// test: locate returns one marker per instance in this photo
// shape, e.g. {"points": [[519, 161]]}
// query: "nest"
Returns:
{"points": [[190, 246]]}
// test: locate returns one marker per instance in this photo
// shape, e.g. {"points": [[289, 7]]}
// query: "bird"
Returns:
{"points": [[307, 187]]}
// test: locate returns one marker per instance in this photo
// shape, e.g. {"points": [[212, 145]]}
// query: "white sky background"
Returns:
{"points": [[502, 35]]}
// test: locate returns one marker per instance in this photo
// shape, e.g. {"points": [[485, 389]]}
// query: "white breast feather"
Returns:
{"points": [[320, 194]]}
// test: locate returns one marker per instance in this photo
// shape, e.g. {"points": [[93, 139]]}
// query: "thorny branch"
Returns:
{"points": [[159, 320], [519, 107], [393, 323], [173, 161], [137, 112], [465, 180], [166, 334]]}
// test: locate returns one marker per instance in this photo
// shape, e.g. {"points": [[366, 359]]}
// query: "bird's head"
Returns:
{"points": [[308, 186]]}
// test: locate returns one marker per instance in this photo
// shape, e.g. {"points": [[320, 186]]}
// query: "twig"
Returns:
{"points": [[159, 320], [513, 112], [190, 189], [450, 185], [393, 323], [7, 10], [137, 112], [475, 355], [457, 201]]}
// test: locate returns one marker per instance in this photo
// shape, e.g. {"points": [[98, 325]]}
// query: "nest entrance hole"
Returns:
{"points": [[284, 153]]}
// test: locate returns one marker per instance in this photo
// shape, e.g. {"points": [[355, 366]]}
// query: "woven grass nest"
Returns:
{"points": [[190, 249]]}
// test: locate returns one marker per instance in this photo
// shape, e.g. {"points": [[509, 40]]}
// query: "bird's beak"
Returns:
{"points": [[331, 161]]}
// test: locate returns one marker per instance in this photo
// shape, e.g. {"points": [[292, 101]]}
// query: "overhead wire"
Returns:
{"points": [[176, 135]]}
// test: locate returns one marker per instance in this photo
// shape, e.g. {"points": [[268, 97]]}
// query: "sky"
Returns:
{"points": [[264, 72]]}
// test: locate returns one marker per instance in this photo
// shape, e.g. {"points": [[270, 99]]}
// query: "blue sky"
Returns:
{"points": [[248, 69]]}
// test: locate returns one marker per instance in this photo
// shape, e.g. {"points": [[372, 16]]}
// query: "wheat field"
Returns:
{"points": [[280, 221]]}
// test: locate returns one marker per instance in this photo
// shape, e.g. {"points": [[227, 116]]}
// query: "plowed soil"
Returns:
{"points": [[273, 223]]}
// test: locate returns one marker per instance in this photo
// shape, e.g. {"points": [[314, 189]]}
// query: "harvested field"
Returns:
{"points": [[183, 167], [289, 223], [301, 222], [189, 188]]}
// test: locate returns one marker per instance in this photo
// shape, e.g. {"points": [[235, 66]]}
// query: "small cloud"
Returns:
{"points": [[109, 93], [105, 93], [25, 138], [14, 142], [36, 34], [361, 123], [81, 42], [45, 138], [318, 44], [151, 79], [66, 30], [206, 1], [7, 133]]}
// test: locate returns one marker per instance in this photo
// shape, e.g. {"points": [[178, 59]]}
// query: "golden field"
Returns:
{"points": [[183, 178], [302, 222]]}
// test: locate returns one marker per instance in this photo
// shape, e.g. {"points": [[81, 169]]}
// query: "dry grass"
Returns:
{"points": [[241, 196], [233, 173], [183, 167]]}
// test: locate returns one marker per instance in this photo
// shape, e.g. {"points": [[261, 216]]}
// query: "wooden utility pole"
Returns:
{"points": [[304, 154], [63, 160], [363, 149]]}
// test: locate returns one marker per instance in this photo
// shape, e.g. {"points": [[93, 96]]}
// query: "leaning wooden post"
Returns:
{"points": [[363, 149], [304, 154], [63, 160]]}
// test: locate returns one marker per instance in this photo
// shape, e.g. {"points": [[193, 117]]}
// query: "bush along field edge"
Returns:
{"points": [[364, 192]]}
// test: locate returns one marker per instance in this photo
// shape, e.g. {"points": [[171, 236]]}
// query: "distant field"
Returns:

____________________

■ GIVEN PROBLEM ■
Print the records once more, exactly as they were given.

■ RESPONSE ■
// test: locate returns one marker per instance in this photo
// shape, e.g. {"points": [[519, 161]]}
// query: "nest"
Returns:
{"points": [[190, 246]]}
// test: locate returns one marker per instance in this photo
// shape, e.g. {"points": [[289, 7]]}
// query: "bird"
Returns:
{"points": [[307, 187]]}
// test: locate returns one marker per instance in this photo
// shape, e.g. {"points": [[212, 145]]}
// query: "white sky background"
Returns:
{"points": [[502, 35]]}
// test: locate returns one marker per instance in this photo
// shape, e.g. {"points": [[485, 389]]}
// query: "white breast feather"
Returns:
{"points": [[320, 194]]}
// test: locate returns one marker per instance in this photo
// shape, e.g. {"points": [[93, 139]]}
// query: "thorny branch"
Returns:
{"points": [[159, 320], [519, 107], [393, 323], [173, 161], [137, 112], [465, 180], [166, 334]]}
// test: locate returns one marker per instance in this photo
// shape, e.g. {"points": [[366, 359]]}
// query: "bird's head"
Returns:
{"points": [[308, 186]]}
// test: locate returns one marker per instance in this photo
// shape, e.g. {"points": [[320, 186]]}
// query: "twig"
Returns:
{"points": [[159, 320], [513, 112], [190, 189], [450, 185], [393, 323], [7, 10], [137, 112], [475, 355], [457, 201]]}
// test: locate returns one marker per instance in this photo
// shape, e.g. {"points": [[98, 325]]}
// query: "nest entrance hole"
Returns:
{"points": [[284, 153]]}
// test: locate returns one marker per instance in this photo
// shape, e.g. {"points": [[355, 366]]}
// query: "woven grass nest"
Returns:
{"points": [[190, 249]]}
// test: locate returns one marker per instance in this photo
// shape, e.g. {"points": [[509, 40]]}
// query: "bird's beak"
Returns:
{"points": [[331, 161]]}
// test: locate returns one marker per instance in this photo
// shape, e.g. {"points": [[292, 101]]}
// query: "overhead wire"
Returns:
{"points": [[176, 135]]}
// test: locate returns one marker per instance in this photo
// shape, e.g. {"points": [[268, 97]]}
// query: "sky"
Returns:
{"points": [[264, 72]]}
// test: locate returns one marker per instance in this photo
// shape, e.g. {"points": [[270, 99]]}
// query: "blue sky"
Returns:
{"points": [[248, 69]]}
// test: locate returns one marker per instance in this photo
// shape, e.g. {"points": [[372, 16]]}
// query: "wheat field"
Returns:
{"points": [[280, 221]]}
// test: locate returns one marker per instance in this photo
// shape, e.g. {"points": [[227, 116]]}
// query: "plowed soil"
Returns:
{"points": [[273, 223]]}
// test: locate returns one marker per instance in this photo
// shape, e.g. {"points": [[314, 189]]}
// query: "harvested field"
Returns:
{"points": [[183, 167], [289, 223], [301, 222], [189, 188]]}
// test: locate returns one marker per instance in this photo
// shape, e.g. {"points": [[235, 66]]}
// query: "small cloud"
Returns:
{"points": [[109, 93], [105, 93], [25, 138], [14, 142], [36, 34], [361, 123], [81, 42], [45, 138], [318, 44], [151, 79], [66, 30], [206, 1], [7, 133]]}
// test: locate returns one marker per instance in this photo
// shape, e.g. {"points": [[178, 59]]}
// query: "golden field"
Returns:
{"points": [[183, 178], [302, 222]]}
// test: locate returns one marker per instance in this photo
// shape, e.g. {"points": [[81, 169]]}
// query: "dry grass"
Returns:
{"points": [[241, 196], [233, 173], [183, 167]]}
// test: locate returns one marker per instance in this photo
// shape, e.g. {"points": [[261, 216]]}
// query: "wooden utility pole"
Returns:
{"points": [[304, 154], [63, 160], [363, 149]]}
// test: locate returns one marker per instance in this photo
// shape, e.g. {"points": [[93, 96]]}
// query: "leaning wooden post"
Returns:
{"points": [[363, 149], [304, 154], [63, 160]]}
// test: locate returns one marker per instance in this photo
// shape, e.g. {"points": [[193, 117]]}
// query: "bush along field edge"
Returns:
{"points": [[364, 192]]}
// test: locate returns one marker per instance in this photo
// shape, e.g. {"points": [[171, 236]]}
// query: "distant field"
Returns:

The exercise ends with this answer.